WHAT YOU NEED TO DO -
A. In the Mariupol report below, what was the city's prewar population?
B. Please pick up the Mariupol report after its final sentence and continue it.

READING PASSAGE -
Two previous evacuations negotiated by the UN and the Red Cross rescued roughly 500 people from the steel plant and elsewhere in Mariupol. Andriy Yermak, head of Ukraine’s presidential office, also said that 500 civilians had been rescued, but it wasn’t clear if that included the previous rescue figure.
Some of the plant’s evacuees spoke to the AP about the horrors of being surrounded by death in the moldy, underground bunker with little food and water, poor medical care and diminishing hope. Some said they felt guilty for leaving others behind.
“People literally rot like our jackets did,” said 31-year-old Serhii Kuzmenko, who fled along with his wife, 8-year-old daughter and four others from their bunker, where 30 others were left behind. “They need our help badly. We need to get them out.”
Fighters defending the plant said on Telegram that Russian troops fired on an evacuation vehicle on the plant’s grounds. They said the car was moving toward civilians when it was hit by shelling, and that one soldier was killed and six were wounded.
Moscow did not immediately acknowledge renewed fighting there on Friday.
Russia took control of Mariupol, aside from the steel plant, after bombarding it for two months.
Ahead of Victory Day, which marks the Soviet Union’s triumph over Nazi Germany, municipal workers and volunteers cleaned up what remains of the city, which had a prewar population of over 400,000 but where perhaps 100,000 civilians remain with little food, water, electricity or heat .
Bulldozers scooped up debris and people swept streets against a backdrop of hollowed-out buildings, workers repaired a model of a warship, and Russian flags were hoisted on utility poles.
The fall of Mariupol would deprive Ukraine of a vital port, allow Russia to establish a land corridor to the Crimean Peninsula, which it seized from Ukraine in 2014, and free up troops to fight elsewhere in the Donbas, the eastern industrial region that the Kremlin says is now its chief objective. Its capture also holds symbolic value since the city has been the scene of some of the worst suffering of the war and a surprisingly fierce resistance.

INPUT DATA -

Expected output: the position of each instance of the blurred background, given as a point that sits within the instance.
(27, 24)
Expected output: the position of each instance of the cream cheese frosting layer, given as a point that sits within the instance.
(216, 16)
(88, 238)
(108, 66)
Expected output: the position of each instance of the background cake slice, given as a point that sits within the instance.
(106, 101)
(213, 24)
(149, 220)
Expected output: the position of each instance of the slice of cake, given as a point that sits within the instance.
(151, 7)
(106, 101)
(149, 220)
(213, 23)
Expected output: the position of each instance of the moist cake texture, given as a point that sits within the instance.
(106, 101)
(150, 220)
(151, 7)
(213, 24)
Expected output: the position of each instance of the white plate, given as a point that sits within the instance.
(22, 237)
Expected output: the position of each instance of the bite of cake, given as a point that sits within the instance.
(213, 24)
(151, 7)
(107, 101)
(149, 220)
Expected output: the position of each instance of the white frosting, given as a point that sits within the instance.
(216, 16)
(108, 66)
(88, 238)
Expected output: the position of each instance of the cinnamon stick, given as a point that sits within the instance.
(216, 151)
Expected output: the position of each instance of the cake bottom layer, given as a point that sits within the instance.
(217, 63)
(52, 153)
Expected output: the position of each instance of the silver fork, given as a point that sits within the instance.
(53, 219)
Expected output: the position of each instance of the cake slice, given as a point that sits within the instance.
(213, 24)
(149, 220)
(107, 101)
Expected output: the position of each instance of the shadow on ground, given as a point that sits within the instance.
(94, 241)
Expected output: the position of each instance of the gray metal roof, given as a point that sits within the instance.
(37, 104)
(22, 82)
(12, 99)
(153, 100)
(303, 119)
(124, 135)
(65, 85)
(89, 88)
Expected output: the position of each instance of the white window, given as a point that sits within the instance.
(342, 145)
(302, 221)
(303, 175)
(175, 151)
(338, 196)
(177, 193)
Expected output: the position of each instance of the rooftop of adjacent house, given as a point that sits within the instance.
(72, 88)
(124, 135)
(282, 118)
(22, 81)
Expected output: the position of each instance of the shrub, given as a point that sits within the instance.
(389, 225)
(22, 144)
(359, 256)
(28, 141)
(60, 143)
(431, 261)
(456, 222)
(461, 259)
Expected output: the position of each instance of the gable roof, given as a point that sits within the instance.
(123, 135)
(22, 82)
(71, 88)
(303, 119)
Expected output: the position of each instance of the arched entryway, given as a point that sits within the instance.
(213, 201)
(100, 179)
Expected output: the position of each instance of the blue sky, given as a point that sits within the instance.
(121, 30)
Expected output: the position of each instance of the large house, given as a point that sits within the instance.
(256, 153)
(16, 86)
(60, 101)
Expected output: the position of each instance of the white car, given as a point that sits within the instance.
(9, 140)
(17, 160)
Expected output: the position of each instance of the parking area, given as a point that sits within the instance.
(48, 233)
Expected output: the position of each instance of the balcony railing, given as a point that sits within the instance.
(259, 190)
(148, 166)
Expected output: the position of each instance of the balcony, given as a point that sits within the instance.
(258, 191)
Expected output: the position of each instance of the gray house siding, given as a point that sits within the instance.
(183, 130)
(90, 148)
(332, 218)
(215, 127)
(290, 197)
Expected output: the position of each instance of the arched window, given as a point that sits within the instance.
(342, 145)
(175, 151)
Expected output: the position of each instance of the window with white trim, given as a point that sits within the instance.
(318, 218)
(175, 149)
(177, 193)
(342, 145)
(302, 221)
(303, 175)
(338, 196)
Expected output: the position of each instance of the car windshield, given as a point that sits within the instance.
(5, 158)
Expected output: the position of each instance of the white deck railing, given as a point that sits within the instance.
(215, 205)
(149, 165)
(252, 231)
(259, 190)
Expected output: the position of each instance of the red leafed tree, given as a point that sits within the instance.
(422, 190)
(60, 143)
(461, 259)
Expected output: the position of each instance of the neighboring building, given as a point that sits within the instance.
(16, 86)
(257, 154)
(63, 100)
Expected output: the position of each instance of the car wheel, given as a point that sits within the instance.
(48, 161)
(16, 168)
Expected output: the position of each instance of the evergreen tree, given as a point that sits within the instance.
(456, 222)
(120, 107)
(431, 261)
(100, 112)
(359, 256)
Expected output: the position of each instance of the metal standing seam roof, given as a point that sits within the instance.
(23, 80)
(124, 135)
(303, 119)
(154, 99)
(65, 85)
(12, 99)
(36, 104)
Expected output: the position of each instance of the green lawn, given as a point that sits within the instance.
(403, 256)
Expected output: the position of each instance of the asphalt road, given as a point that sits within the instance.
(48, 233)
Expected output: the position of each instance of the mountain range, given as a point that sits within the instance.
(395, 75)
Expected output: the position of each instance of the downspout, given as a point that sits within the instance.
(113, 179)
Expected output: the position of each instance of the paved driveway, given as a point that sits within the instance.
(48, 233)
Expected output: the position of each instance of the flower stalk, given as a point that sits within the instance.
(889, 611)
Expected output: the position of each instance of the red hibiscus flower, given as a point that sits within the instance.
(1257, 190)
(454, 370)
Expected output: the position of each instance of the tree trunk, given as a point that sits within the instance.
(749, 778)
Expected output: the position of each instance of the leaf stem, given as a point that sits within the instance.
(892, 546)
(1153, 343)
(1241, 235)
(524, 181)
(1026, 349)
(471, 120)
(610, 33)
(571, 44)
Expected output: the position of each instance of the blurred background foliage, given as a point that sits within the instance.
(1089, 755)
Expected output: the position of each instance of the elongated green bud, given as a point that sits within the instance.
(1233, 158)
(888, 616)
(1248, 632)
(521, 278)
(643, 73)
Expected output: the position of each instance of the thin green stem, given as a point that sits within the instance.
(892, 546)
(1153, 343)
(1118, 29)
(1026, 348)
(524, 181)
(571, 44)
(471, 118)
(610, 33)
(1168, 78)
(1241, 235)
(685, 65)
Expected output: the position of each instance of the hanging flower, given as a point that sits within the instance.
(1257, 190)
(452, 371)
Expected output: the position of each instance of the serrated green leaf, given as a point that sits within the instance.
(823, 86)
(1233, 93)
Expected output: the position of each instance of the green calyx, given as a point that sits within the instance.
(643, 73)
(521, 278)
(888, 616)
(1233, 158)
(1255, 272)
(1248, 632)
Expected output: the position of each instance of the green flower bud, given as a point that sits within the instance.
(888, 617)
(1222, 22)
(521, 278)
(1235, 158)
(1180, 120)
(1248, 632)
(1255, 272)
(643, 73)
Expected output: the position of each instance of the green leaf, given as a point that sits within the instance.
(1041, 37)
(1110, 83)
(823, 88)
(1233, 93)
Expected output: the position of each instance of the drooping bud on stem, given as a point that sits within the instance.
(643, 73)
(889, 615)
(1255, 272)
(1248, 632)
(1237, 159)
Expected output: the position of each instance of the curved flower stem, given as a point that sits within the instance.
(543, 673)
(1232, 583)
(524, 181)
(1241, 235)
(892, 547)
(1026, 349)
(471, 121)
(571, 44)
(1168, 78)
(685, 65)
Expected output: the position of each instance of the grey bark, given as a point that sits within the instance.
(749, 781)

RESULTS -
A. Over 400,000.

B.
Asked whether Russia would soon take full control of Mariupol, Ukrainian President Volodymyr Zelensky said: “Mariupol will never fall. I’m not talking about heroism or anything.”
“It is already devastated,” he told a meeting at London’s Chatham House think tank. He also said he remains open to negotiations with Russia, but repeated that Moscow must withdraw its forces.
While they pounded away at the plant, Russian forces struggled to make significant gains elsewhere, 10 weeks into a devastating war that has killed thousands of people, forced millions to flee the country and flattened large swaths of cities.
Ukrainian officials warned residents to be vigilant and heeded air raid warnings, saying the risk of massive shelling had increased with Victory Day approaching. Kyiv Mayor Vitali Klitschko said authorities would reinforce street patrols in the capital.
The Ukrainian military’s general staff said that its forces repelled 11 attacks in the Donbas and destroyed tanks and armored vehicles, further frustrating Putin’s ambitions after his abortive attempt to seize Kyiv. Russia gave no immediate acknowledgment of those losses.
The British Defense Ministry said Russia may be struggling to execute its plan in the Donbas partly because it’s bogged down at the plant in Mariupol. The fighting at the plant “has come at personnel, equipment and munitions cost to Russia,” it said.
The Ukrainian army also said it made progress in the northeastern Kharkiv region, recapturing five villages and part of a sixth.